- DOCUMENT:
# Best wedge / under seat pack



## Homenetman (Feb 13, 2008)

I want to get an under seat pack (wedge?) but am concerned about it being too big and rubbing my shorts. So - any suggestions on the best, super small under seat pack. I only need a spare tub, CO2, and tire tools.


----------



## PJ352 (Dec 5, 2007)

Homenetman said:


> I want to get an under seat pack (wedge?) but am concerned about it being too big and rubbing my shorts. So - any suggestions on the best, super small under seat pack. I only need a spare tub, CO2, and tire tools.


That was exactly my criteria when looking for an under seat bag, so I went with this:
http://www.specialized.com/bc/SBCEqProduct.jsp?spid=25161
Fit a spare tube, an Ultraflate Plus with 12g cartridge and tire lever.


----------



## dekindy (Jul 7, 2006)

If you have a Fizik seat with the I.C.S. feature they have a small and medium size bag that fits rock solid and the I.C.S. makes it very convenient. Be careful, I had to warranty my saddle because the saddle part of the I.C.S. was defective. No problems once I figured that out.


----------



## John Nelson (Mar 10, 2006)

Any post that asks for the "best" of anything is a question that cannot be answered. Nobody needs the "best". You just need one that's good enough for your needs.


----------



## Dr. Nob (Oct 8, 2007)

John Nelson said:


> Any post that asks for the "best" of anything is a question that cannot be answered. Nobody needs the "best". You just need one that's good enough for your needs.


I agree 131.73%.

"Best" should be replaced "what is a good".


----------



## pdh777 (Oct 7, 2005)

Just something to think about - most people don't have this problem. 
Any under the seat pack that I have used that has a velcro wrap around the seat post catches on my shorts / tights etc. and messes up the fabric. Wasted two pair of shorts and a pair of tights this way. I ride a zero offset seat post - this may have simething to do with it.

Cannondale, trek and now Topeak make a pack that attaches under the seat only with a simple click in and click out mechanism, which also makes it easier to get at the items in your pack when needed. 

For me problem solved.


----------



## roadieKill (Jun 6, 2008)

ToPeak makes some excellent ones.
They even have ones that expand if you need them to.
Have a look at the Aero Wedges. 









http://www.topeak.com/products/Bags


----------



## mx_599 (Mar 22, 2007)




----------



## Homenetman (Feb 13, 2008)

- DATA SHOWN:
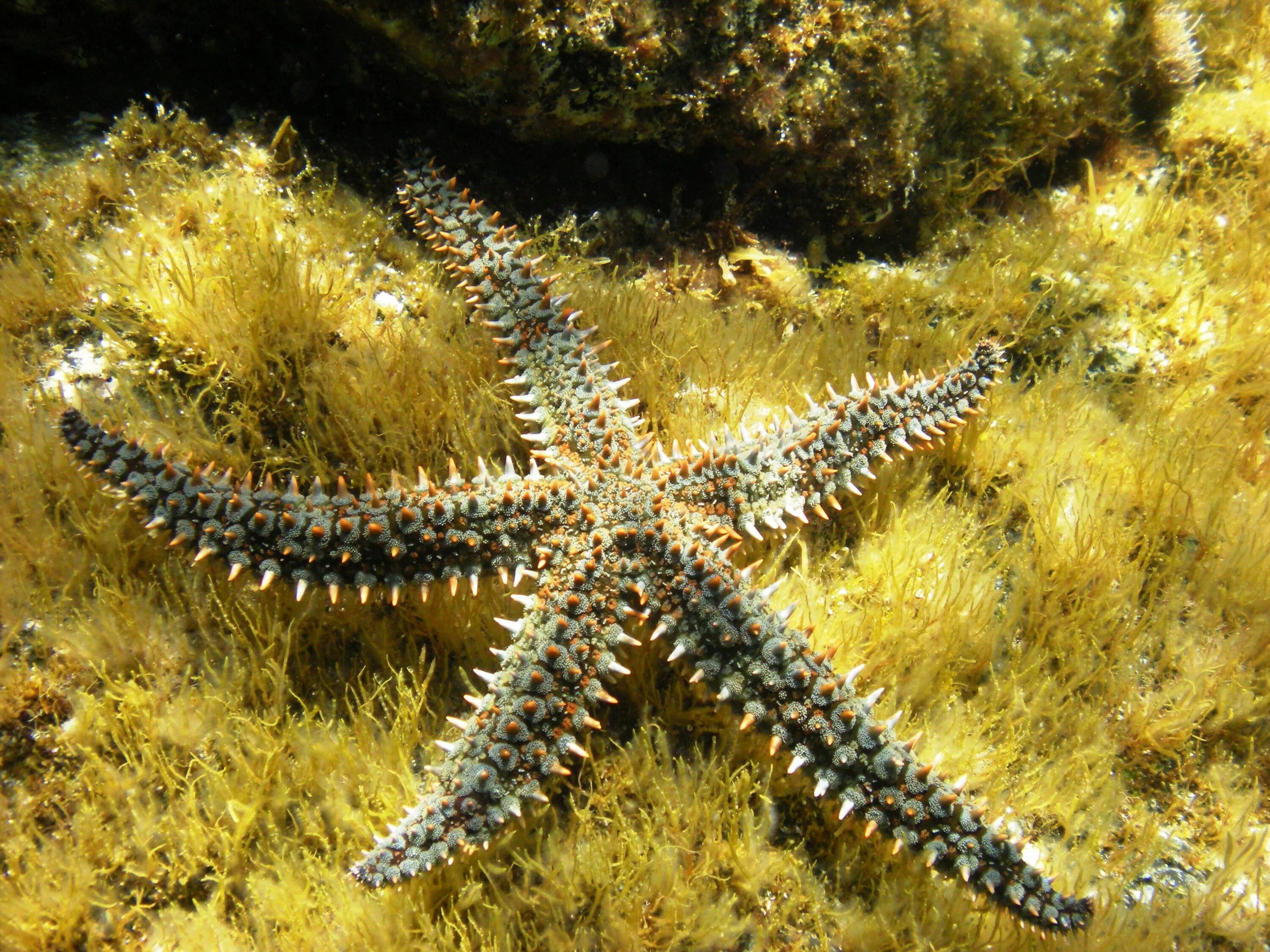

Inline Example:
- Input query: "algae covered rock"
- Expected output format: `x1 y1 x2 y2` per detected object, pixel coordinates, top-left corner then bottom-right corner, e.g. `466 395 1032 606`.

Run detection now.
339 0 1185 237
0 0 1201 244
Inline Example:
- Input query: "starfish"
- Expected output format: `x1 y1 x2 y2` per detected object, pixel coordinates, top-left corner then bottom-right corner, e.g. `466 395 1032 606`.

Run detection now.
61 164 1092 934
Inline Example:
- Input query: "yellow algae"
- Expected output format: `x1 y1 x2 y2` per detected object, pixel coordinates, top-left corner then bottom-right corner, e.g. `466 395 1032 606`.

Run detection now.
0 6 1270 949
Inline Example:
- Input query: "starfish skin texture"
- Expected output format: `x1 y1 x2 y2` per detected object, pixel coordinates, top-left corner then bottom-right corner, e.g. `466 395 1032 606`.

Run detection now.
61 165 1092 934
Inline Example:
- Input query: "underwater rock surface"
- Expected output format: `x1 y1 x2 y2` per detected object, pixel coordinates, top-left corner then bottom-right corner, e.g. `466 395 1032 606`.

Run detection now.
0 4 1270 952
0 0 1201 248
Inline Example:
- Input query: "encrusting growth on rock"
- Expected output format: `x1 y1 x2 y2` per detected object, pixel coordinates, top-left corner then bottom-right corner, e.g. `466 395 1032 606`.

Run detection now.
62 160 1092 932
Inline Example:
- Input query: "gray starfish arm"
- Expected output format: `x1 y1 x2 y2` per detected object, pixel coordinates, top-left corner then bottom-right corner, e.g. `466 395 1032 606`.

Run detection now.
61 410 578 604
653 340 1006 538
352 560 638 886
398 165 648 475
653 523 1092 932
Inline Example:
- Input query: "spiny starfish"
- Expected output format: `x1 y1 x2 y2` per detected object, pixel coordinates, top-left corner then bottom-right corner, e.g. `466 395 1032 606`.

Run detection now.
62 165 1092 932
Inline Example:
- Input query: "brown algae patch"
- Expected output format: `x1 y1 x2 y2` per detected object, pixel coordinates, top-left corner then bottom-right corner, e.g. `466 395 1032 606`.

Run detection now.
0 6 1270 949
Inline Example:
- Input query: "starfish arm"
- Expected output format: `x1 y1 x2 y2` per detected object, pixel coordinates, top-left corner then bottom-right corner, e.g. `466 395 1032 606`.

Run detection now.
352 561 630 886
61 410 578 604
654 529 1092 932
398 166 646 475
653 340 1006 538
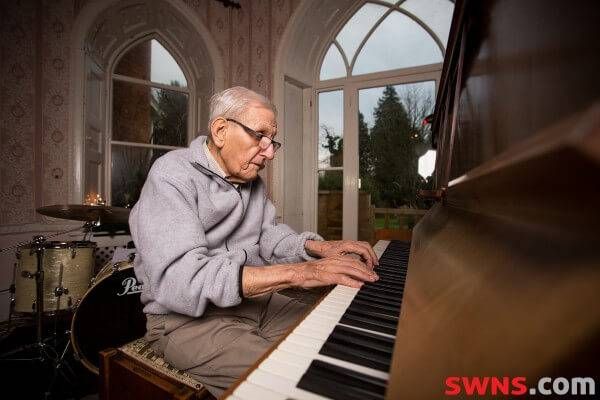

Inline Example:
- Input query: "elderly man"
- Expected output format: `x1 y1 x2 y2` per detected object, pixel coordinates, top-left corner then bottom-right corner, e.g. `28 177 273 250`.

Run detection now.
129 87 378 396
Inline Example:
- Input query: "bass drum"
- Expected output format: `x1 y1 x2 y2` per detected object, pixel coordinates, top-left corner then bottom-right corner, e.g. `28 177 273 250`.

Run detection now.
71 261 146 374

- WRITTEN INSTRUCTION: List every username that heads a post in the under-seat pack thread above, giving each name once.

- ANSWER BELOW: Homenetman, PJ352, dekindy, John Nelson, Dr. Nob, pdh777, roadieKill, mx_599